--- WRITTEN TASK ---
Put every line of the items, from the first line down to and including the line that contains "[(37, 81), (61, 80), (57, 32), (22, 30), (11, 60)]", into a JSON list of strings, one string per line, with blank lines omitted.

Object outline annotations:
--- --- ---
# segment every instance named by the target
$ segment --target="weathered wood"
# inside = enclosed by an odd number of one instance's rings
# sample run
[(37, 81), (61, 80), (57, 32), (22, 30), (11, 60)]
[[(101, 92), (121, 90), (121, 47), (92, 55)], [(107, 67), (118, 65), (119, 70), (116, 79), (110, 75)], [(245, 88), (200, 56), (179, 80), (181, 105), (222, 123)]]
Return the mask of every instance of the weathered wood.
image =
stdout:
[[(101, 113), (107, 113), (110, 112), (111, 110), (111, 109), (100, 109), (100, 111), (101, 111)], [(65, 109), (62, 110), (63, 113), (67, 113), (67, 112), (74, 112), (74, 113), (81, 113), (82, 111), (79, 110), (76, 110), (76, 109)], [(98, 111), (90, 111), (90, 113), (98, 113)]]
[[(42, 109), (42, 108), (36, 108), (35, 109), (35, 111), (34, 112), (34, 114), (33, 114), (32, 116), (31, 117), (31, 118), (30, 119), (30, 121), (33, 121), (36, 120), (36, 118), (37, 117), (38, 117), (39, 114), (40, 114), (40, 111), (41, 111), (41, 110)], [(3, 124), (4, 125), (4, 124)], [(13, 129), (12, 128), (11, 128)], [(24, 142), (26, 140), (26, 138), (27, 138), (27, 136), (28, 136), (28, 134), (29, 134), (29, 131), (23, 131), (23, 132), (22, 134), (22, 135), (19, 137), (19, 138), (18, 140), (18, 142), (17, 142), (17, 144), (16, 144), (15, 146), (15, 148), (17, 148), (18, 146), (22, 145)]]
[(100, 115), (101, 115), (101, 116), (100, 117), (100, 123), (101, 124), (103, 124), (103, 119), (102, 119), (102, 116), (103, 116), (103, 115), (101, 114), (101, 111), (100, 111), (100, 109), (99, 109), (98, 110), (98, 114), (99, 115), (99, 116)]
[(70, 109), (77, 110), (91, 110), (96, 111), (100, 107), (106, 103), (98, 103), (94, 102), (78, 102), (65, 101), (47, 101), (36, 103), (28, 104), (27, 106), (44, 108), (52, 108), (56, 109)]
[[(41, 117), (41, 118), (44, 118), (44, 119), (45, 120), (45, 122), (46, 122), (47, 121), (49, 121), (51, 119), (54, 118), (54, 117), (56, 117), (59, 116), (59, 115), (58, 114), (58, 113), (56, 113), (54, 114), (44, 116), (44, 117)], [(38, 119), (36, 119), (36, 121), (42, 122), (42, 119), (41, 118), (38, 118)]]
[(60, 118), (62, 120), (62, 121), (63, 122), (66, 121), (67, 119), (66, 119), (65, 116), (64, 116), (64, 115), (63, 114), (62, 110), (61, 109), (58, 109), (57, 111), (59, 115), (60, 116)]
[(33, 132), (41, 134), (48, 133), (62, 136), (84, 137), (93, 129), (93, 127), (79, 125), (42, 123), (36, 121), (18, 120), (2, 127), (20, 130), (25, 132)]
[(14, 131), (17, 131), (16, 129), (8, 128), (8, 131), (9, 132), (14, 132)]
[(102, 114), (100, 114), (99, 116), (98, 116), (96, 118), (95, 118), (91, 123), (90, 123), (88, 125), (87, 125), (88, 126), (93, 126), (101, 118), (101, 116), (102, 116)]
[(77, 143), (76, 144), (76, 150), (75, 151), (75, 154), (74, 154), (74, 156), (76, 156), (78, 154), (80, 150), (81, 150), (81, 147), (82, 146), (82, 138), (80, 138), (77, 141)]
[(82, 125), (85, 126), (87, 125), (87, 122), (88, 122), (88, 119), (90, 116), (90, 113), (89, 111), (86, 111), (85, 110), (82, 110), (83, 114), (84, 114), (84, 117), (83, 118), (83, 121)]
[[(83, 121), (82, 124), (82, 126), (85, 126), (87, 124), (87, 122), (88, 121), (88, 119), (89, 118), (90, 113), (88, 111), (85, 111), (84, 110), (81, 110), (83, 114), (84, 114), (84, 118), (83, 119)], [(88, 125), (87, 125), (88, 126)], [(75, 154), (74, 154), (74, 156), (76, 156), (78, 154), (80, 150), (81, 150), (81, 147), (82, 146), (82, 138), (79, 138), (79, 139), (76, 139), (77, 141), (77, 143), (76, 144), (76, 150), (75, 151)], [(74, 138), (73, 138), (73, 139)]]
--- --- ---
--- RESULT OF THIS TASK ---
[
  "# segment every instance named by the target",
  "$ segment --target=\"weathered wood\"",
  "# inside = enclosed by an odd number of one instance's rings",
  "# sample run",
  "[(37, 81), (61, 80), (57, 32), (22, 30), (11, 60)]"
]